Point-based annotation data
══════════════════════════════

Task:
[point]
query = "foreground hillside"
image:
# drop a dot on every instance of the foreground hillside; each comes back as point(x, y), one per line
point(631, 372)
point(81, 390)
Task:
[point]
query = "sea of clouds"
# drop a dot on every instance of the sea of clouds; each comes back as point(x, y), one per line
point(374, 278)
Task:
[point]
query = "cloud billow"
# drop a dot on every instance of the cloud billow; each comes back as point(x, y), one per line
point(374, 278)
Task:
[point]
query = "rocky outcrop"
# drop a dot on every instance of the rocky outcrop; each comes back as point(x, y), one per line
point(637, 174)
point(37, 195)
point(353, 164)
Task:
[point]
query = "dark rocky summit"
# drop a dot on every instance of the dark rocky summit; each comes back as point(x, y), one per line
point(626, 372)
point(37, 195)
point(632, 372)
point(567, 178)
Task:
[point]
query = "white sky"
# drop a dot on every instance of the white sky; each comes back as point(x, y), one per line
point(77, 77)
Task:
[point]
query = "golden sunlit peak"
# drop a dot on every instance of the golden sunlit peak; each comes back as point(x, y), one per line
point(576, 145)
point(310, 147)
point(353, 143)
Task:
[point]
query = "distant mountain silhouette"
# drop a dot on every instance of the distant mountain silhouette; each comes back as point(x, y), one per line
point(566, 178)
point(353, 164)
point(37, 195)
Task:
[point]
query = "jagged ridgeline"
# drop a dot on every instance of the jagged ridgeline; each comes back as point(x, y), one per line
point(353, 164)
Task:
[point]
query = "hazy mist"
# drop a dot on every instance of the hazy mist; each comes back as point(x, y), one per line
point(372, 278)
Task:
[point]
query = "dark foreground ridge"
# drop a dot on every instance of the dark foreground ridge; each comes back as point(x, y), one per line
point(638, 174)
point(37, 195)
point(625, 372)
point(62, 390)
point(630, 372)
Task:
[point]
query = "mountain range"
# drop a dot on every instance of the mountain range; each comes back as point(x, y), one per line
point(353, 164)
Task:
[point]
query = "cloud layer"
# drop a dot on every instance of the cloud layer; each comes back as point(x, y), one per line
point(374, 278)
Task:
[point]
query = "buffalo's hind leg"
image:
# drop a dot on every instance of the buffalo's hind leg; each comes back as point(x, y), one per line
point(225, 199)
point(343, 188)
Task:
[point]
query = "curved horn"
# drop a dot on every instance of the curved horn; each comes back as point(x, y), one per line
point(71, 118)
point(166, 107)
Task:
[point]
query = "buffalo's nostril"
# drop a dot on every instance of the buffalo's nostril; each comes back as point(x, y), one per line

══════════════════════════════

◆ What is required ◆
Give the entries again in full, exactly as they are written.

◆ Task response ◆
Task:
[point]
query = "foreground hillside"
image:
# drop a dot on every instance of the foreground hillside; each comes back as point(x, y), one per line
point(631, 372)
point(81, 390)
Task:
[point]
query = "sea of clouds"
# drop a dot on every instance of the sea of clouds; each comes back as point(x, y), one per line
point(374, 278)
Task:
[point]
query = "cloud billow"
# drop a dot on every instance of the cloud billow; each comes back as point(x, y), one per line
point(374, 278)
Task:
[point]
query = "rocky outcrop"
# drop a dot on every instance of the rocky outcrop; each comes back as point(x, y), one per line
point(637, 174)
point(37, 195)
point(353, 164)
Task:
[point]
query = "dark rocky summit"
# drop a dot on every instance of the dark rocky summit; each comes back as point(x, y), one per line
point(626, 372)
point(37, 195)
point(632, 372)
point(567, 178)
Task:
[point]
query = "white sky"
# drop a dot on every instance of the white sky; each comes back as point(x, y), one per line
point(77, 77)
Task:
[point]
query = "golden sunlit peak"
# drop a dot on every instance of the golden sunlit peak; each comes back as point(x, y), one per line
point(576, 145)
point(310, 147)
point(353, 143)
Task:
[point]
query = "distant mountain silhouette"
# drop a dot on every instance of the distant mountain silhouette; each comes back as point(x, y), one per line
point(566, 178)
point(353, 164)
point(37, 195)
Task:
[point]
query = "jagged ridgeline"
# drop a dot on every instance of the jagged ridgeline; each comes back as point(x, y), one per line
point(353, 164)
Task:
[point]
query = "hazy mist"
# drop a dot on every instance of the hazy mist; each comes back as point(x, y), one per line
point(372, 278)
Task:
[point]
query = "dark foreground ridge"
# drop a dot on every instance of the dark foreground ridge; each comes back as point(x, y), one per line
point(638, 174)
point(37, 195)
point(625, 372)
point(62, 390)
point(630, 372)
Task:
[point]
query = "mountain range"
# drop a dot on every instance of the mountain range; each comes back as point(x, y), one per line
point(353, 164)
Task:
[point]
query = "cloud layer"
# drop a dot on every instance of the cloud layer; each comes back as point(x, y), one per line
point(374, 278)
Task:
[point]
query = "buffalo's hind leg"
image:
# drop a dot on every instance of the buffalo's hind leg; each comes back as point(x, y), one per line
point(225, 199)
point(343, 188)
Task:
[point]
query = "curved horn"
# drop a dot on every instance of the curved horn; each comes back as point(x, y), one per line
point(71, 118)
point(166, 107)
Task:
[point]
query = "buffalo's nostril"
# drop a dot on every instance of the buffalo's nostril; each comes back as point(x, y), one per line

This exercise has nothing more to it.